___ INPUT ROWS

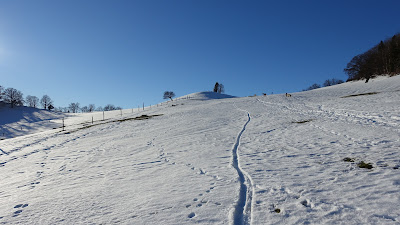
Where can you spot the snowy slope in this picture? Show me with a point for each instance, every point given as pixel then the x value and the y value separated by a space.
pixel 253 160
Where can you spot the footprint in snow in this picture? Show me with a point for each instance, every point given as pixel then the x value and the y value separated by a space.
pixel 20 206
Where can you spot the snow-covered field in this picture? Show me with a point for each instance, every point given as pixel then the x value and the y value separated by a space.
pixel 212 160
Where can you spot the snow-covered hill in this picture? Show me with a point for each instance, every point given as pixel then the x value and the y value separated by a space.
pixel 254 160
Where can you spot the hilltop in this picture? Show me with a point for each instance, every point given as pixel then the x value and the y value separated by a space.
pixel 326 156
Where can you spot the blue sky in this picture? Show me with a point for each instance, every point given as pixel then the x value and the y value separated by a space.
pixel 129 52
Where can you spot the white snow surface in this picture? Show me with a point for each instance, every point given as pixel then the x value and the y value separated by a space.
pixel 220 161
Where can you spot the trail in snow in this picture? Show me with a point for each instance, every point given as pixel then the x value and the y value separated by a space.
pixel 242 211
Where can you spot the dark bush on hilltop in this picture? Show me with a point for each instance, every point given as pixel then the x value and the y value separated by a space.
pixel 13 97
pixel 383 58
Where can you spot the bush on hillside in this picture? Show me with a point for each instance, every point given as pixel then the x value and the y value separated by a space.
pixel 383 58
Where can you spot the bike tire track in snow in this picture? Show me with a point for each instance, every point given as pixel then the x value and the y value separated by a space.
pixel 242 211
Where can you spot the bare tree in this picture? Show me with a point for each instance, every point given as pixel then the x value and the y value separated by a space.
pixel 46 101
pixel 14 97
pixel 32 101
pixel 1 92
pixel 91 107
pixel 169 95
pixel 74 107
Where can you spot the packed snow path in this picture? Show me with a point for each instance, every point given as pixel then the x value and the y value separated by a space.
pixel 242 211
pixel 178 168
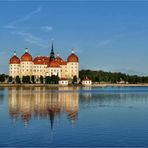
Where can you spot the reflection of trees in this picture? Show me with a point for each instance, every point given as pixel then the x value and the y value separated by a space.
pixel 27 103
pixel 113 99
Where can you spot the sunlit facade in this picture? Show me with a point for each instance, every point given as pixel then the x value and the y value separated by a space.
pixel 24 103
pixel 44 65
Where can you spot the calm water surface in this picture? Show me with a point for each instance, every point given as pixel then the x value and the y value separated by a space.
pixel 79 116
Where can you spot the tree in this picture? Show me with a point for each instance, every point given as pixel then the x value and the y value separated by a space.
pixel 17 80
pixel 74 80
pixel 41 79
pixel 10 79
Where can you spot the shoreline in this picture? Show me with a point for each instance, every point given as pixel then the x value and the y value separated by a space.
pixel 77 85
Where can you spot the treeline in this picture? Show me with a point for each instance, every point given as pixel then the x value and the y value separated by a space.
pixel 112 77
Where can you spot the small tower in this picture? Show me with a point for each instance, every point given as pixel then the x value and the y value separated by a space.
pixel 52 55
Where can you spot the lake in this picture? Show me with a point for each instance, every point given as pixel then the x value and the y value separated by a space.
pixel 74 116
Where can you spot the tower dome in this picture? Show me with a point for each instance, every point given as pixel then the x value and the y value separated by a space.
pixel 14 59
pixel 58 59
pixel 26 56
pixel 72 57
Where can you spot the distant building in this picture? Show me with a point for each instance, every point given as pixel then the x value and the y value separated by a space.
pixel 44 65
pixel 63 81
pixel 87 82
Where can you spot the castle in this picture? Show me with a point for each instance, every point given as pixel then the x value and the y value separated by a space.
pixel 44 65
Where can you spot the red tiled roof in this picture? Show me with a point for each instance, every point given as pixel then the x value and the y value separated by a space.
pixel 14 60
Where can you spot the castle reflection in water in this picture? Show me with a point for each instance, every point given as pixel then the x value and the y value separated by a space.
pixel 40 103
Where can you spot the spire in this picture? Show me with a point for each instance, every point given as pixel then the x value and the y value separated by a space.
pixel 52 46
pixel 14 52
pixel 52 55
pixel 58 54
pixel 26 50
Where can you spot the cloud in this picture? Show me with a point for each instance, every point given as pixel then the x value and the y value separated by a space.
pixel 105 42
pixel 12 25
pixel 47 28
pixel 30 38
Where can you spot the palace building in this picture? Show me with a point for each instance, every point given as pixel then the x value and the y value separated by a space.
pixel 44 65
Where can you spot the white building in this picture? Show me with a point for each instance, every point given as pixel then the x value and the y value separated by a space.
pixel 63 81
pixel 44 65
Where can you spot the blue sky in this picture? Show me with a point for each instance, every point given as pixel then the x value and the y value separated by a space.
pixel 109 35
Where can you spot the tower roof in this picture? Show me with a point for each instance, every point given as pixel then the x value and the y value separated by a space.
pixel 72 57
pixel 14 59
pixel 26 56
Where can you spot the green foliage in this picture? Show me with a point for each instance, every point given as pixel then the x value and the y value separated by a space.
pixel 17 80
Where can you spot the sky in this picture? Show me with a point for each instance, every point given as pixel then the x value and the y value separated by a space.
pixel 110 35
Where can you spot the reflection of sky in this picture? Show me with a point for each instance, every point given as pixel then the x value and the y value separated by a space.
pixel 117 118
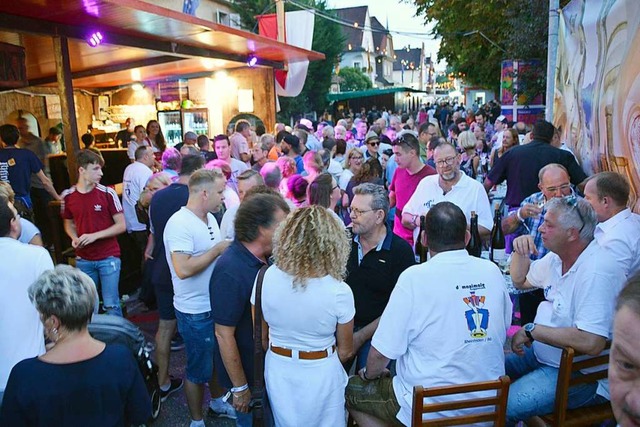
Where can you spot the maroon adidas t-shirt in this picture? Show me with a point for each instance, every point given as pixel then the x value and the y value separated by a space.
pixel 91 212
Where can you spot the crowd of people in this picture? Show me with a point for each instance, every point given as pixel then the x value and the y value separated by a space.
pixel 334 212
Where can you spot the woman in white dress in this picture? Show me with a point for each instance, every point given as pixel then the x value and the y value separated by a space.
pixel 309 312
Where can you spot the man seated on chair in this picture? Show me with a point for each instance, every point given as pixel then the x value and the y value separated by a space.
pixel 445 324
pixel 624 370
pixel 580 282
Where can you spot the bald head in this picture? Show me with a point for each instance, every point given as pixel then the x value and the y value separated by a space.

______

#### WHAT IS ASKED:
Update every one of the records above by replacing "in this picture" with "in this image" and leaving all other text unchanged. Omit the pictures from your answer.

#### RESPONSE:
Where can you spot the snowy slope in this image? Show me with a point for each instance, every point given as pixel then the x value and the y value separated by a space.
pixel 253 160
Where can you spot the footprint in snow in this image? Show me with a point for each instance, every point given as pixel then the x value and the y value separated by a space.
pixel 20 206
Where can you spot the snow-covered field in this image? Show me with a point for each instance, every point given as pixel then the x value and the y value separated by a space.
pixel 212 160
Where can you spot the snow-covered hill in this image? Show me with a point for each instance, every point given as pixel then the x value and the y value separated by a space.
pixel 254 160
Where can you spot the hilltop in this image? Show me with a point for each instance, every point given as pixel then the x value and the y value separated by a space.
pixel 326 156
Where can you spot the blue sky in this image? Show me with a point for each instance, every point given as pixel then the x value and the y value separated by a space.
pixel 129 52
Where can you spot the white snow surface in this image? Show me with a point for each instance, every point given as pixel then the x value and the y value separated by a space.
pixel 220 161
Where can you spot the trail in snow in this image? Show me with a point for each instance, every point given as pixel then the x value and the y value separated by a space.
pixel 242 211
Where can you spot the dark bush on hilltop in this image? Show me with a point for each instance, every point given as pixel then the x value and the y value separated by a space.
pixel 13 97
pixel 383 58
Where can you spot the bush on hillside in this image? Show me with a point for each instance, every point given as pixel then the x value and the y value separated by a space.
pixel 383 58
Where can you spot the bike tire track in snow in this image? Show me with a point for each instance, every point given as pixel then the x value and the y value separated by a space.
pixel 242 211
Where can you spot the bare tree in this image? Show me with a point for each instance, every point given as pixel then the x value and the y value separated by a space.
pixel 46 101
pixel 14 97
pixel 32 101
pixel 1 92
pixel 91 107
pixel 169 95
pixel 74 107
Where can you spot the packed snow path in this image? Show me with a point for each instance, every point given as pixel then the x value and the y value separated by a space.
pixel 242 211
pixel 178 168
Where can you spot the reflection of trees in this image? Show me with a point for each instance, every point given as pixel then the x value and the y value separated by a space.
pixel 27 103
pixel 113 99
Where can you spot the sunlit facade in this image? Show me with a point for each instance, every point given as pixel then the x value and the y value separated by a space.
pixel 24 103
pixel 44 65
Where can you spot the calm water surface in this image? Show me with a point for each instance, every point given as pixel then the x value and the y value separated by a space.
pixel 79 116
Where can you spot the tree in this image? Show me with a point for each instance, every point given as pixel then the x value and the y value separated by a space.
pixel 17 80
pixel 74 80
pixel 41 79
pixel 10 79
Where can you spot the shoreline in this image? Show me with a point for each instance, every point given as pixel then the x value and the y value separated by a space.
pixel 77 85
Where can you spot the treeline in this image? Show me with a point for each instance, every point given as pixel then the x value and the y value separated by a space.
pixel 112 77
Where can you spot the small tower in this image? Show me with a point for each instance, every point given as pixel then the x value and the y value separated by a space.
pixel 52 55
Where can you spot the lake in this image? Show me with a point for each instance, every point given as pixel then the x value and the y value separated by a space.
pixel 74 116
Where can you spot the tower dome in this image? Show me with a point for each instance, every point given as pixel then the x value and the y value separated by a space.
pixel 14 59
pixel 58 59
pixel 26 56
pixel 72 57
Where can you spot the distant building in this image? Show me with a point for each instance, every point given as pixel then the x value and the y value separated by a space.
pixel 44 65
pixel 63 81
pixel 87 82
Where can you spot the castle in this image? Show me with a point for each instance, every point given as pixel then the x value and the y value separated by a space.
pixel 44 65
Where can you spot the red tiled roof in this image? Show me with a point for each instance, every point given as pixel then the x value and the y value separated by a space.
pixel 14 60
Where can you spot the castle reflection in water in this image? Show me with a point for each instance, every point given as pixel then the x value and the y value separated by a space.
pixel 40 103
Where can you spot the spire in this image? Show me with a point for each instance, every point given as pixel then the x value and the y value separated by a space.
pixel 52 46
pixel 14 52
pixel 52 55
pixel 58 54
pixel 26 50
Where can you spot the cloud in this image? Show me with a point for each instance, every point given as pixel then the x value and the y value separated by a space.
pixel 105 42
pixel 12 25
pixel 47 28
pixel 30 38
Where can you spot the palace building in this image? Show me with a point for each instance, every point given as pixel then the x value and the y value separated by a space.
pixel 44 65
Where can you spot the white building in this image? Show me with a point for each instance, every point given as pixel then the x value and the y value separated by a space.
pixel 63 81
pixel 44 65
Where can you spot the blue sky in this image? Show me with a point for each instance, every point given as pixel then the x value and the y value separated by a space.
pixel 109 35
Where can you spot the tower roof in this image? Show me with a point for each instance, every point given as pixel then the x value and the y value separated by a space.
pixel 72 57
pixel 14 59
pixel 26 56
Where can you spot the green foliage in this image? Show me with a point for each instance, every point given as pixel then the x value and the y value separated by a space.
pixel 17 80
Where can you spot the sky in this image? Show me with a point for each instance, every point given as pixel then the x value and the y value separated by a space.
pixel 110 35
Where can you spot the reflection of sky in this image? Show me with a point for each instance, every point given as pixel then the x value and the y value separated by a space.
pixel 117 118
Where can you spot the maroon adidas t-shirt in this image? Show me with a point for each instance, every point given as pixel then the x value and the y value separated by a space.
pixel 91 212
Where can you spot the crowd of people in this image? Show me with a point for each instance, every point given as pixel then the x value and the y value separated by a space.
pixel 334 212
Where can you spot the woman in white dress in this image? Show me with a point for each instance, every point given as pixel then the x value and the y value separated by a space.
pixel 309 312
Where can you spot the man seated on chair in this image? Show me with a point for each instance, every point given as pixel then the x value and the y value separated by a space.
pixel 445 324
pixel 624 370
pixel 580 282
Where can you spot the bald head in this image? Show me with a point for each instance, every point given as pixel then the x value and the y value separated by a space.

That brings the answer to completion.